- Action item
Needed from the data below: all lines that contain the word "rough".
───── Listed records ─────
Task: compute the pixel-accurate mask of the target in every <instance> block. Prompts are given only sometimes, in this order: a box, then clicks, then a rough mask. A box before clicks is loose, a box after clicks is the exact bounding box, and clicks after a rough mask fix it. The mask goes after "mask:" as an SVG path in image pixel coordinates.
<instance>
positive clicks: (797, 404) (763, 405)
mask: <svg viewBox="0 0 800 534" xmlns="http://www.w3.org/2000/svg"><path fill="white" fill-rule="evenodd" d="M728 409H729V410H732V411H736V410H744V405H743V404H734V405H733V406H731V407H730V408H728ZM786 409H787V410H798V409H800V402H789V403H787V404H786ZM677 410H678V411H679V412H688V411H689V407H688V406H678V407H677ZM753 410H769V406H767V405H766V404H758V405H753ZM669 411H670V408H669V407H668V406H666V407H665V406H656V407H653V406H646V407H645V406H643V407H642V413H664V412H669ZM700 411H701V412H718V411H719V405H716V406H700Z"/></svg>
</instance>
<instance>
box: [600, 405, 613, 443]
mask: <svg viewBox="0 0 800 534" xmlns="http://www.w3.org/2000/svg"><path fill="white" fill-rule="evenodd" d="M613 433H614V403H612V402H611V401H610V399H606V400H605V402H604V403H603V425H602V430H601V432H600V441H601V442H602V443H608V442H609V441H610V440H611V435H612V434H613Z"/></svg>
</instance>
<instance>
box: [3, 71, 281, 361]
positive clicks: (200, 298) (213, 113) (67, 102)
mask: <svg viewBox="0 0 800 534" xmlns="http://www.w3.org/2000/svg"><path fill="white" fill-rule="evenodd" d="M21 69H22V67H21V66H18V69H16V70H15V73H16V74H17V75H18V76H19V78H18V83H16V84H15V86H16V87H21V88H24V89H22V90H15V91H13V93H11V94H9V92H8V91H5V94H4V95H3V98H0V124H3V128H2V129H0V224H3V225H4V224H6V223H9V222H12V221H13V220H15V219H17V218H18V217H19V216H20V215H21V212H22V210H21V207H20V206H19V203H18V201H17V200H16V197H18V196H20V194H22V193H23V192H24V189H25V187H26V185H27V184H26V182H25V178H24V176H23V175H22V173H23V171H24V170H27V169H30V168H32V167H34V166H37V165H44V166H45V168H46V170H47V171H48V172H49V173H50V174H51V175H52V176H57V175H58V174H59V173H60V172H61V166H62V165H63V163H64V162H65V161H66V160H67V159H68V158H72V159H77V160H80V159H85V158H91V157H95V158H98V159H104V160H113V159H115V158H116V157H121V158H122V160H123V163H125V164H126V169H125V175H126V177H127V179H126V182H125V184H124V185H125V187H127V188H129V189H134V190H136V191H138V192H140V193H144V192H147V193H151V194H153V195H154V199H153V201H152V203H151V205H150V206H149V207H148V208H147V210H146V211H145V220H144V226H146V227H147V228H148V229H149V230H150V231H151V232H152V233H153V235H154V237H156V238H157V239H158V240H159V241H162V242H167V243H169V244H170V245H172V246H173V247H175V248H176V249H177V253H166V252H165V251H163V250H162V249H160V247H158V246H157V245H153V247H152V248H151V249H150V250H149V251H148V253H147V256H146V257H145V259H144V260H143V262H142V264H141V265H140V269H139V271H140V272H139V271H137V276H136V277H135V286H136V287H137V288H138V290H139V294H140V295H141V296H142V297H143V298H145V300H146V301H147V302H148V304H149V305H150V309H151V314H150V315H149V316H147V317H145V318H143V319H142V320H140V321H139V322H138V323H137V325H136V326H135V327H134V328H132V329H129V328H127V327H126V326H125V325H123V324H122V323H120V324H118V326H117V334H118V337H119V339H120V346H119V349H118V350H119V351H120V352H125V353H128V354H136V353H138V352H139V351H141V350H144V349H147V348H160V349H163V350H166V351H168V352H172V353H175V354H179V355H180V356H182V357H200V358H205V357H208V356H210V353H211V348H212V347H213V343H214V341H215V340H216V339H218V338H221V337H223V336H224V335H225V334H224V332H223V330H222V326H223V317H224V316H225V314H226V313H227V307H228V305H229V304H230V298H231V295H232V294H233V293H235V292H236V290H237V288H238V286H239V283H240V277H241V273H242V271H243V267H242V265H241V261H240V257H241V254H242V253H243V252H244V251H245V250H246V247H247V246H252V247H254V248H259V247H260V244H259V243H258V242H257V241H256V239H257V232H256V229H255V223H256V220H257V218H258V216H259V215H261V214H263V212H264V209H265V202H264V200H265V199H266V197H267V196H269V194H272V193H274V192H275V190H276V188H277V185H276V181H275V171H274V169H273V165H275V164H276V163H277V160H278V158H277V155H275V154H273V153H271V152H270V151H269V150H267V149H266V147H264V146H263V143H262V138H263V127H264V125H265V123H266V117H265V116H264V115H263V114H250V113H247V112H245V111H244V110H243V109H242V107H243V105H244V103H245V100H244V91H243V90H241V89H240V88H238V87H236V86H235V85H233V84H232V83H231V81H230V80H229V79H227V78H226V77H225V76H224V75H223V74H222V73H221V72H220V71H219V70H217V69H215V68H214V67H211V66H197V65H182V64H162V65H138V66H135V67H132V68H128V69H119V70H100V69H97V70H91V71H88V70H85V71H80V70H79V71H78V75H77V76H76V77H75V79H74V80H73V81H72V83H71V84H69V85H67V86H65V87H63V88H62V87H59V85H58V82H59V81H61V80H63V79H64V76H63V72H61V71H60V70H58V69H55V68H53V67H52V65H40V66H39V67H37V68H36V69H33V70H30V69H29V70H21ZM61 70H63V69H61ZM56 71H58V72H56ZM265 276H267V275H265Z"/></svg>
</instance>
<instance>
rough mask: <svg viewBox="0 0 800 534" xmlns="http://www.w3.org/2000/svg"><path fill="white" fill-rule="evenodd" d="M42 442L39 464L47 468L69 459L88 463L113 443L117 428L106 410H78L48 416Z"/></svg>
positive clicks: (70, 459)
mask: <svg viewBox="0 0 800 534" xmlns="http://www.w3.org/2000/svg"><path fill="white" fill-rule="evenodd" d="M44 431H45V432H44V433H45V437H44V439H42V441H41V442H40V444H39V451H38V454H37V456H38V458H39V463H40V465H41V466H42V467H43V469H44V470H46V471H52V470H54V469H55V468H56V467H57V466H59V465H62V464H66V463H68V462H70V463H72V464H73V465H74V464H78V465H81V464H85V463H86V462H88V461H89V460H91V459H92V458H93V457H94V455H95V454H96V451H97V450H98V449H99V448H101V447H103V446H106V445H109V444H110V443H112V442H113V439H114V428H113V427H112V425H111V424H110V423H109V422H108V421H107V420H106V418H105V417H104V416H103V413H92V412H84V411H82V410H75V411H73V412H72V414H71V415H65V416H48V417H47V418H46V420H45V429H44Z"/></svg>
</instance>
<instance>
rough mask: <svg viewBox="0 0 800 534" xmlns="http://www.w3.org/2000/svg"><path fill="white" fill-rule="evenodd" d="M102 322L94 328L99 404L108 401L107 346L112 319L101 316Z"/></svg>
─────
- Exercise output
Task: compute the pixel-accurate mask of the target in every <instance> block. Prompts are given only sometimes, in this order: a box, then clicks, then a rough mask. A box before clicks is loose, a box after clicks is the exact bounding box, and clicks after a rough mask fix it. The mask goes after "mask:" as an SVG path in image pixel coordinates.
rough mask: <svg viewBox="0 0 800 534" xmlns="http://www.w3.org/2000/svg"><path fill="white" fill-rule="evenodd" d="M42 442L39 464L47 468L69 459L88 463L113 443L117 428L106 410H78L48 416Z"/></svg>
rough mask: <svg viewBox="0 0 800 534" xmlns="http://www.w3.org/2000/svg"><path fill="white" fill-rule="evenodd" d="M102 322L94 328L99 404L108 401L107 346L112 319L101 316Z"/></svg>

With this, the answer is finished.